**What the exercise asks**
In full and without error, repeat the entries below.

Stored data entries
________________________
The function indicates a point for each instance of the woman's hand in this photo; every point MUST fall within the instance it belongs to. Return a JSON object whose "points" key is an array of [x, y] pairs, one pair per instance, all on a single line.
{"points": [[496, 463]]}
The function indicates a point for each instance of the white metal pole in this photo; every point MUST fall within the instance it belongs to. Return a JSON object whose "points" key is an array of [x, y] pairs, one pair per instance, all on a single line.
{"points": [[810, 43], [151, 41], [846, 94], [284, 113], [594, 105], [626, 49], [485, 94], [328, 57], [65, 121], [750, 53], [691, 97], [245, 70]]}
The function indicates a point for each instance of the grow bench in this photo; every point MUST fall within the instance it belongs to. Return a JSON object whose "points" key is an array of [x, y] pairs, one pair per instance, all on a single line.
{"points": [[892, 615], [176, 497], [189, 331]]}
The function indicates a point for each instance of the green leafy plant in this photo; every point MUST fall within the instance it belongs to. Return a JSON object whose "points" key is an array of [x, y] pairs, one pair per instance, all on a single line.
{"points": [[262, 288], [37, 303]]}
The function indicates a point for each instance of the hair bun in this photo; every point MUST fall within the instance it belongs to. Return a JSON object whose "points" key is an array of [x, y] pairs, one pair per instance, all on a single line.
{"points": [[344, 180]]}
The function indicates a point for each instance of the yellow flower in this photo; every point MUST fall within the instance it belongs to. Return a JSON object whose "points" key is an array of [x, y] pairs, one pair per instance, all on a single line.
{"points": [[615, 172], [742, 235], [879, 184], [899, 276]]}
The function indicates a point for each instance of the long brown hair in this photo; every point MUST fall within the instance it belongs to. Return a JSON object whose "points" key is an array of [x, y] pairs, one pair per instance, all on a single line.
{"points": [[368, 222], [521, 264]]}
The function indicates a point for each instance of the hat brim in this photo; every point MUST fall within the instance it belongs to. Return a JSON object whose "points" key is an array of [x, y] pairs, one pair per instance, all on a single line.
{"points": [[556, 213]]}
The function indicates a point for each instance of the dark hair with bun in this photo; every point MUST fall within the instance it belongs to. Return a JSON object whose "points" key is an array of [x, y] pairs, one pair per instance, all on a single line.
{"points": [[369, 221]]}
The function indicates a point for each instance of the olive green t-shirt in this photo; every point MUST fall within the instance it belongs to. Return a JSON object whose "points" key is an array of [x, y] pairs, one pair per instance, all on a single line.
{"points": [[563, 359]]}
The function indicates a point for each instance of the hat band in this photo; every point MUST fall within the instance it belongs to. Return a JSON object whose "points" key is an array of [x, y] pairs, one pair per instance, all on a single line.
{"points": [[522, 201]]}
________________________
**Output for this task**
The function indicates a point for each instance of the woman's hand in this photo; every point MUST fall within the instance it belongs to. Return a JSON object whose "points" key is an array of [x, y] pairs, one pair per instance, all on a single line.
{"points": [[496, 463]]}
The function indicates a point for each instance of the white metal pole in this photo; every point MUST fall within the instance it belongs to. Return a JSON object whose "points" key is an array of [x, y] pairs, one pair per instance, all on a single line.
{"points": [[810, 43], [151, 41], [846, 94], [284, 113], [594, 105], [626, 49], [485, 94], [328, 57], [65, 121], [750, 53], [691, 97], [245, 70]]}
The function indicates a point for each instance of the grow bench in this photo; every point MUST fall within the instance it belongs to. Return a JSON object whose "points" key is an array of [x, y] pairs, one pair per instance, all on a single line.
{"points": [[892, 615], [176, 497], [189, 331]]}
The function indicates a point for each instance of the green leafy plant in this photo; every point MUST fall within the instance it belongs to. Return a JSON object whose "points" key is an array of [x, y] pairs, one pair per instance, all on a single line.
{"points": [[262, 288], [37, 303]]}
The function indicates a point for each instance of the hair bun in this photo; every point MUST fall within the instance it belongs to. Return a JSON object whose "points" key is an array of [x, y] pairs, one pair per instance, all on a single line.
{"points": [[344, 180]]}
The function indicates a point for each instance of the yellow flower in this photo; every point MUST fall within the instance it belongs to. Return a JSON object whose "points" key is an array of [x, y] pairs, one pair per instance, all on a single line.
{"points": [[615, 172], [742, 235], [879, 184], [899, 276]]}
The function indicates a point for each instance of the long brown hair in this photo; every point MUST fall within the instance it belongs to. Return a JSON object whose "points" key is an array of [x, y] pairs, one pair per instance, all on a single line.
{"points": [[368, 222], [521, 264]]}
The function indicates a point for each instance of the hat brim in this photo; every point MUST fall within the instance it belongs to. Return a JSON object whose "points" key is an array of [x, y] pairs, one pair per instance, all on a single line.
{"points": [[556, 213]]}
The function indicates a point for each instance of the dark hair with bun in this photo; every point MUST fall within the instance it belongs to. Return a JSON object whose "points" key is an array of [x, y] pairs, one pair per instance, all on a single line.
{"points": [[369, 221]]}
The function indicates a point for each instance of the olive green t-shirt in this photo; every point MUST fall within the instance it belongs to. Return a JSON object whose "points" key is an array of [x, y] pairs, one pair per instance, all on a single line.
{"points": [[563, 359]]}
The function indicates a point for each instance of the hat band in this photo; every point MUST fall within the instance it belongs to. Return a JSON object whose "points" key is an array of [x, y] pairs, one pair per instance, all on a single line.
{"points": [[522, 201]]}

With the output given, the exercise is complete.